** Start Given text **
BGF’s went into a trading halt on 1 July as it sought to resolve its funding arrangements. It extended the suspension in August, saying it was expecting a binding offer in early September and the resumption of trading would be materially prejudicial to its ongoing discussions.

On September 11, BGF confirmed it had received a non-binding offer from Megmilk Snow Brand Co to acquire its cheese and lactoferrin production business at Jervois in South Australia. Its other facility is in Murray Bridge.

Listed on the Tokyo Stock Exchange, Megmilk has a market capitalisation of $1.7 billion and has had an Australian presence for around 30 years. It owns the Udder Delights business, and the New South Wales based Unicorn Cheese Company and an infant formula packaging facility in Tatura.

Megamilk submitted a binding agreement on 6 September but withdrew on the 20th. BGF said the offer was subject to a number of conditions that would have required - among other things - the support of Beston’s senior lenders and shareholders.
** End Given text **
> _Tasks to perform_
1) Answer these questions using the passage on BGF and Megmilk:
(a) On what date did BGF go into a trading halt?
(b) Where is BGF's other facility located?
(c) On which stock exchange is Megmilk listed?
2) Carry on the passage on BGF and Megmilk from the point where it stops.
The material has nothing to do with what is asked here.
** Start Dataset **
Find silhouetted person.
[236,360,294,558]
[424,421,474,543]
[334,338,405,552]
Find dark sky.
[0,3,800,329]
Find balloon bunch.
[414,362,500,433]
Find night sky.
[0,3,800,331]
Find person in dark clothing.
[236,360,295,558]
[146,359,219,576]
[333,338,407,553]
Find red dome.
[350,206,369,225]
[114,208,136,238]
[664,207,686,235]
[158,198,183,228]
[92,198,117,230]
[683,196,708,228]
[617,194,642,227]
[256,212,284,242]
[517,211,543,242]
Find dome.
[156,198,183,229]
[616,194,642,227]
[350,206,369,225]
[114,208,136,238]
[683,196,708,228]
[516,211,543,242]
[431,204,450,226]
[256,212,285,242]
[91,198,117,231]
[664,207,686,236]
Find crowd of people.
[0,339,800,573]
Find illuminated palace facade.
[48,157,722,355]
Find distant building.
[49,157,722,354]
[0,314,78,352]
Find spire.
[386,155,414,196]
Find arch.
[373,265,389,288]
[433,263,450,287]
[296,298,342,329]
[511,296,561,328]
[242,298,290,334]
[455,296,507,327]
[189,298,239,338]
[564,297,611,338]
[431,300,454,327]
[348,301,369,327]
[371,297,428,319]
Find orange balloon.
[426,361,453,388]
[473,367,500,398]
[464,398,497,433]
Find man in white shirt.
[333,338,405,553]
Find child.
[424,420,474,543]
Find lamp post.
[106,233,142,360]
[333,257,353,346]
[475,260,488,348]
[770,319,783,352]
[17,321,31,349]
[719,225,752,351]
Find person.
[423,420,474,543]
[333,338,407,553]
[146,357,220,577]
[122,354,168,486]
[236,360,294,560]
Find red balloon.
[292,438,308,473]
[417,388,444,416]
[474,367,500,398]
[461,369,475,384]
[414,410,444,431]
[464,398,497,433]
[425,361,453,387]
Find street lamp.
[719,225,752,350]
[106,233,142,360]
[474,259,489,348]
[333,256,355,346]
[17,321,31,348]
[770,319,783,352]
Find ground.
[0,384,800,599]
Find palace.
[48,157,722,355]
** End Dataset **
> _Task answers_
1)
(a) 1 July
(b) Murray Bridge
(c) The Tokyo Stock Exchange

2)
BGF said Snow Brands undertook “very extensive” due diligence investigations including, “visits to our factories, our farmers, our customers and bankers, and by successfully using the dairy fractionation plant at Jervois to trial the manufacture of nutraceutical product to their own specifications”.

But it became apparent an agreement could not be reached on the terms and conditions of the sale to all parties.

BGF CEO, Fabrizio Jorge, said the Megmilk deal would have saved all the jobs at Jervois and over time, led to an increase of demand for milk processing at the plant.

“It would have represented a win for the workers, a win for our loyal dairy farmers and ultimately would have been a win for the whole of South Australia as the significance of the Jervois plant in producing premium quality, health enhancing products from dairy have become increasingly recognised around the world via the global marketing and distribution networks of Megmilk Snow Brands,” Jorge said.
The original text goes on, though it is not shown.